Write out the items below, from the line containing "Return one point for each instance of the deer eye." through the very last line, both ends included, keeping every character the same.

•••••

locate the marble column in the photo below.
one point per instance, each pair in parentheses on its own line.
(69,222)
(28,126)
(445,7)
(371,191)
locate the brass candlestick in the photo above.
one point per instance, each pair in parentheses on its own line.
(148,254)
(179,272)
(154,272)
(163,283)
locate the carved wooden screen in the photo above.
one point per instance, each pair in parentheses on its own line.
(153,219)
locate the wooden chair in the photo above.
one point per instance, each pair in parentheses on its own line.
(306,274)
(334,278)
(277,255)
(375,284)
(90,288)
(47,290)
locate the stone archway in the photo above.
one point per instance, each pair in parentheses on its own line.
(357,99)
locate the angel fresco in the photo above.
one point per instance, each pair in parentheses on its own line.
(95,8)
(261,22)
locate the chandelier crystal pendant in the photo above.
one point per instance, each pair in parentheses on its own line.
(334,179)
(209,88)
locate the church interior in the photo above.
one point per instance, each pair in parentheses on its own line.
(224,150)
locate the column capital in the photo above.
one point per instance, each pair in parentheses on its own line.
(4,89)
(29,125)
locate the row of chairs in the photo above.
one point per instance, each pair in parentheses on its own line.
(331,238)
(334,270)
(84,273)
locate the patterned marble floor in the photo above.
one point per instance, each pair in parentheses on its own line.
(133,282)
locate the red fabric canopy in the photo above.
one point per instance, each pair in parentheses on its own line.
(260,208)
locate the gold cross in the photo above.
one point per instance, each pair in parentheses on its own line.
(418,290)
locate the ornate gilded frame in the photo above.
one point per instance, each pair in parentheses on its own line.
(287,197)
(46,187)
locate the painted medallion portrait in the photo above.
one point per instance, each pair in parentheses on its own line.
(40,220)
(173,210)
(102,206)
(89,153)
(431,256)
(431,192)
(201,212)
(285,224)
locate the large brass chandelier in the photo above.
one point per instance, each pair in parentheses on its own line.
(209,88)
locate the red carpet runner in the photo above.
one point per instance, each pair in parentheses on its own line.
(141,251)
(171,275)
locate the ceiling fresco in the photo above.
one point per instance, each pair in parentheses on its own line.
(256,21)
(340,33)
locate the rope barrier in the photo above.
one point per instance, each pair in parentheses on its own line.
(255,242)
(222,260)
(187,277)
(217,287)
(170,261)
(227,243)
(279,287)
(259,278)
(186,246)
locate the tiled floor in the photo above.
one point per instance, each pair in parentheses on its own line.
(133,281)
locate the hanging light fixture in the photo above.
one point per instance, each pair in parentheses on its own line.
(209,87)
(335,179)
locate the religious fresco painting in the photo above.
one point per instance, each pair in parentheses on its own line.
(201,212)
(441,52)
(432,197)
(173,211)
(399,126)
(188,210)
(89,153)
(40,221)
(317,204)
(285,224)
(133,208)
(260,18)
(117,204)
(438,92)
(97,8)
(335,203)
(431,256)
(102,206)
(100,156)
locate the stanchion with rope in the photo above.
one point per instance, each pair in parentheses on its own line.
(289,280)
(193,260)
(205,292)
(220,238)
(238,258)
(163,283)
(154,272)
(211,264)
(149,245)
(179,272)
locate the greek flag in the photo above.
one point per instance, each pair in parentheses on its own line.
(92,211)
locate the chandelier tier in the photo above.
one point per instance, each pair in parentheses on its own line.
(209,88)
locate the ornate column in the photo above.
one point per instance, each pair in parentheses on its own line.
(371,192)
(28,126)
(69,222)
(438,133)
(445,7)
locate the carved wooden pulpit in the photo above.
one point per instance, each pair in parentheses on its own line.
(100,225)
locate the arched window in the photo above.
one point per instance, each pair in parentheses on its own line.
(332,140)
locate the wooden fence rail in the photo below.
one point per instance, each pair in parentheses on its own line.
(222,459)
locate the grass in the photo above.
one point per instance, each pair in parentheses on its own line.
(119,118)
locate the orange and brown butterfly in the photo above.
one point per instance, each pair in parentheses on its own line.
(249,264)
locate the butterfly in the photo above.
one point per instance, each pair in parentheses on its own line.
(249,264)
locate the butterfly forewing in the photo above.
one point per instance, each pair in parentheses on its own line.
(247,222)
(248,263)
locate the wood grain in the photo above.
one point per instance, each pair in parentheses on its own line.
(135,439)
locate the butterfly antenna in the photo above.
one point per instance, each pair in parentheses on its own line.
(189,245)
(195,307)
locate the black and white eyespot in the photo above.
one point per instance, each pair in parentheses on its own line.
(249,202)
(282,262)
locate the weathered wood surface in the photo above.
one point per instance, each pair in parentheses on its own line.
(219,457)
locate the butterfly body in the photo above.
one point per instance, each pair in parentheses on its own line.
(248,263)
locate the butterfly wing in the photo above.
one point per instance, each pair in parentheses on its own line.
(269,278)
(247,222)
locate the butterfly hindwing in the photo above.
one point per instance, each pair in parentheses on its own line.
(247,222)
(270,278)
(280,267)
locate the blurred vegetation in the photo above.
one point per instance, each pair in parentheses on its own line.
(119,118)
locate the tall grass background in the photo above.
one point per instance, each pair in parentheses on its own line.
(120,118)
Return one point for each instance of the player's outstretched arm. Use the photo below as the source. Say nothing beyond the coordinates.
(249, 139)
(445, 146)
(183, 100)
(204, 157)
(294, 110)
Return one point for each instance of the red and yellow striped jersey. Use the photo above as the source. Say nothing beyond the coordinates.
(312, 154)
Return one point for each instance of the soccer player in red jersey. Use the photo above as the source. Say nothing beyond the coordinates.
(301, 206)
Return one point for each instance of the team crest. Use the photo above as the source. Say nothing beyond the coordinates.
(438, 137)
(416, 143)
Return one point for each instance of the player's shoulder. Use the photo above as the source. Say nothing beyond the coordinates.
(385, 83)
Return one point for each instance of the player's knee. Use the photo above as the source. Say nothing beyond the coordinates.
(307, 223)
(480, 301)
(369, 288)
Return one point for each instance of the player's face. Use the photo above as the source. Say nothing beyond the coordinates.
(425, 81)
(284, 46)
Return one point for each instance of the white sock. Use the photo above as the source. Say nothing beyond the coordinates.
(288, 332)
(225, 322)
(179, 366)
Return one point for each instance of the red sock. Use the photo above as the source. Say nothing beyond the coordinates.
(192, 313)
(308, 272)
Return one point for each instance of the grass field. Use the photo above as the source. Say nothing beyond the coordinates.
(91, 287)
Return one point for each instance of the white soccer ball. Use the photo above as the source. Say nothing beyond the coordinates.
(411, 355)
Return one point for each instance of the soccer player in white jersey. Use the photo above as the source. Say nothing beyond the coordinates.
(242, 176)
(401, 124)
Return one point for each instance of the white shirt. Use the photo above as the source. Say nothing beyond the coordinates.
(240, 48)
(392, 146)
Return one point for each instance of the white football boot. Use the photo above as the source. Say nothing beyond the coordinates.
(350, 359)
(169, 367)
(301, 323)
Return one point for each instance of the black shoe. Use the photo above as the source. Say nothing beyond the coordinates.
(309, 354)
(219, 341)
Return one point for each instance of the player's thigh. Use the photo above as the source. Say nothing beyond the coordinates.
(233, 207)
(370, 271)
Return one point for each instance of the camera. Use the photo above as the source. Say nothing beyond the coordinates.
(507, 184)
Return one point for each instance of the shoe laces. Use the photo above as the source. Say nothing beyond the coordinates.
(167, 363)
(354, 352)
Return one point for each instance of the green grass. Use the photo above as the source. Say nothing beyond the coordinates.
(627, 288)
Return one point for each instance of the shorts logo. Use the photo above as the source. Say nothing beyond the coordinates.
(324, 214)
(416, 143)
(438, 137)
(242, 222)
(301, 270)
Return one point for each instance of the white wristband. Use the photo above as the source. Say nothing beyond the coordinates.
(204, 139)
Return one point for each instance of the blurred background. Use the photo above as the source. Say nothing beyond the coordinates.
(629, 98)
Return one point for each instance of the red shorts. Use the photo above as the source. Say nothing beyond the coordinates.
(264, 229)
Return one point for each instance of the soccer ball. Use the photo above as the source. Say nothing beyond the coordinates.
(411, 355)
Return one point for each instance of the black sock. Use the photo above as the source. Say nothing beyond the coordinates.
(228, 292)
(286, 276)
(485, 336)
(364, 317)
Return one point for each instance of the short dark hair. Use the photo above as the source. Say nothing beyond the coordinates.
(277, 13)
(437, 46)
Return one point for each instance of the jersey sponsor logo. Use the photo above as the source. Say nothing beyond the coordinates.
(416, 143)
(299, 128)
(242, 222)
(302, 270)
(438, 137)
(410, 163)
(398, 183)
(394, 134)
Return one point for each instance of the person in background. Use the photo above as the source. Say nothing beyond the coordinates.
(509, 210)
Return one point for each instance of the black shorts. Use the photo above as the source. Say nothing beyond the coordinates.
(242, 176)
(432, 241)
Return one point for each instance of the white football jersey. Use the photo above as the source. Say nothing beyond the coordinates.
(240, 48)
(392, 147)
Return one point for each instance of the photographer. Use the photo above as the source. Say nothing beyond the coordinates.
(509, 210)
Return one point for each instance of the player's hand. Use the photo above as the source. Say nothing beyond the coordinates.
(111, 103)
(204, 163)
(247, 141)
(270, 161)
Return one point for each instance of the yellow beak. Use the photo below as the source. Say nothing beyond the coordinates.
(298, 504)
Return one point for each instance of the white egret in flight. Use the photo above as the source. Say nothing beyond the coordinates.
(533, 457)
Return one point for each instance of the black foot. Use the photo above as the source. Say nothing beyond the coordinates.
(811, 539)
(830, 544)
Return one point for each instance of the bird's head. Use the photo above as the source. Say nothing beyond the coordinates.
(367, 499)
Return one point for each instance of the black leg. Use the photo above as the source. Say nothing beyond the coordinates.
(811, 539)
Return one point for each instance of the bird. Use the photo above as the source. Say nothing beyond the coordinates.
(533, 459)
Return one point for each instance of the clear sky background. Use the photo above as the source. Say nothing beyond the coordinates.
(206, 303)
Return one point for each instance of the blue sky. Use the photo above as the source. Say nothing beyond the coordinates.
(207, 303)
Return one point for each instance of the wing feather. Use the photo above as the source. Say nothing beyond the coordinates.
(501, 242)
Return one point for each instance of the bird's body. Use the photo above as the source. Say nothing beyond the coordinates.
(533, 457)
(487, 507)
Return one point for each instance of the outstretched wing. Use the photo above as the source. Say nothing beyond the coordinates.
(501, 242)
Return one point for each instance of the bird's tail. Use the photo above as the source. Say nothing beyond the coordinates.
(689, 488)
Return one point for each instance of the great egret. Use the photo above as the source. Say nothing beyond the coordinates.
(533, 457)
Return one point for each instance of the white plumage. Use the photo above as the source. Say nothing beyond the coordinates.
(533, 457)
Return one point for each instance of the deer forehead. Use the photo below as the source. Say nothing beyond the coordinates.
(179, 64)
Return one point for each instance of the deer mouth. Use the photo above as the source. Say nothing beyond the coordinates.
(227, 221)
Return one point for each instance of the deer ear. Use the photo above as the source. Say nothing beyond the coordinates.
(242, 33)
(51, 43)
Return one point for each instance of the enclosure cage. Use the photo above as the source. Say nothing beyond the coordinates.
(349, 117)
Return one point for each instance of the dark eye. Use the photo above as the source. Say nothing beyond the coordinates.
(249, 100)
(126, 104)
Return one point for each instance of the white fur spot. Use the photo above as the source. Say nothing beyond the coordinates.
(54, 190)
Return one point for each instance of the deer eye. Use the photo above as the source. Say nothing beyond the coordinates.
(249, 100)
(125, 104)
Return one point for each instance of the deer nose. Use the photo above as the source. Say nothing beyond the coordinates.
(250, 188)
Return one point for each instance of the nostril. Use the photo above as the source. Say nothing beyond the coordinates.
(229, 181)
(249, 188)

•••••

> **Exercise response**
Return one point for each instance of the deer eye. Use the photo above as the source. Say nothing beyond the coordinates.
(249, 100)
(125, 104)
Return one point for each instance of the deer nose. Use the photo above as the source. Say nothing beyond the coordinates.
(250, 188)
Return one point for each instance of the nostril. Use the photo above as the source. Say nothing beyond the coordinates.
(229, 181)
(249, 188)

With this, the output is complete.